== Problem to solve ==
Can you write out the listing below again with "all visible instances" switched to "every visible instance" and everything else unchanged, leaving out the pictures?

>> BEGIN Record excerpts

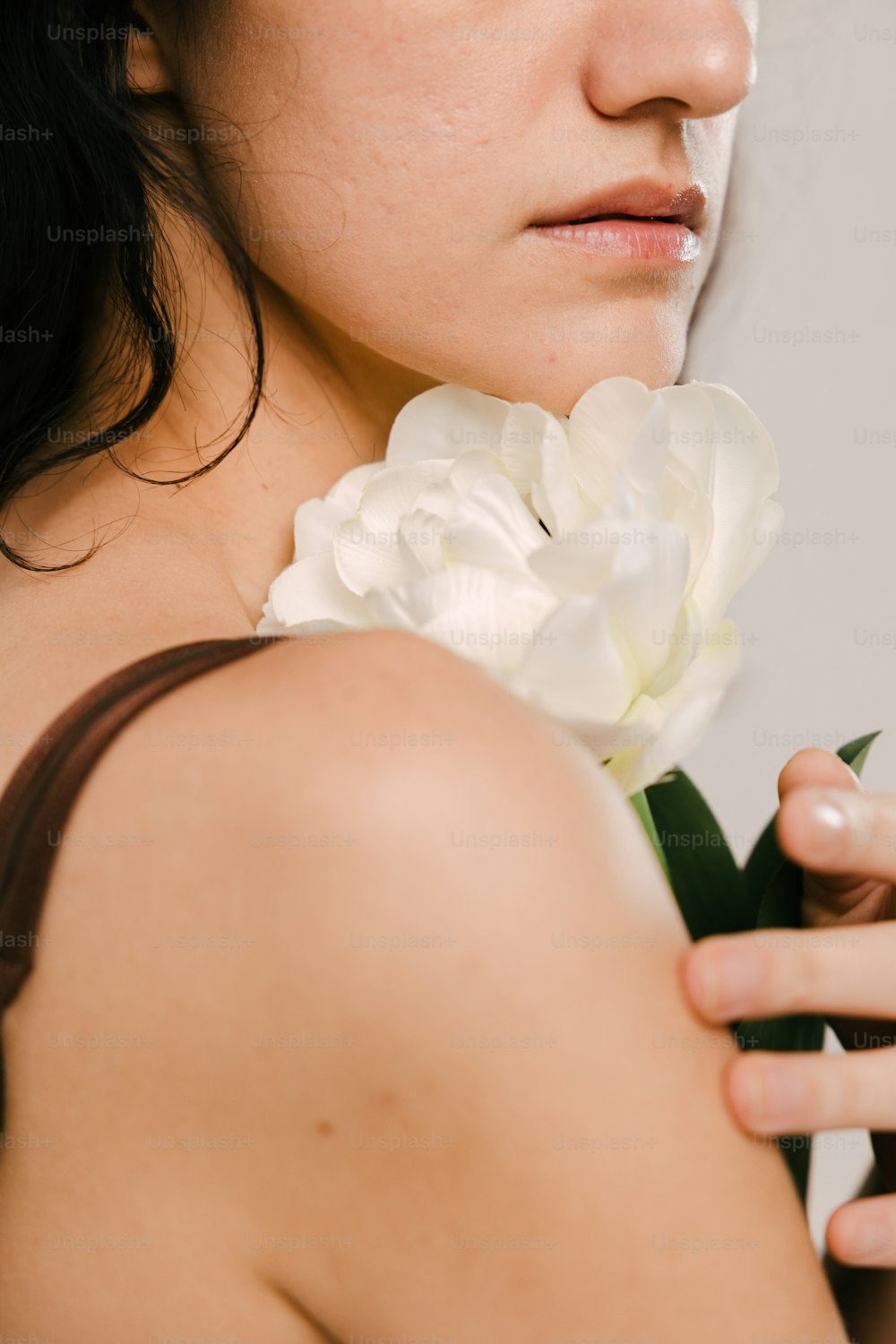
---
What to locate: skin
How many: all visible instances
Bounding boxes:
[0,0,881,1344]
[684,750,896,1269]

>> END Record excerpts

== The output ==
---
What to locate: skin
How many: every visible instance
Bounding boxes:
[0,0,881,1344]
[684,750,896,1269]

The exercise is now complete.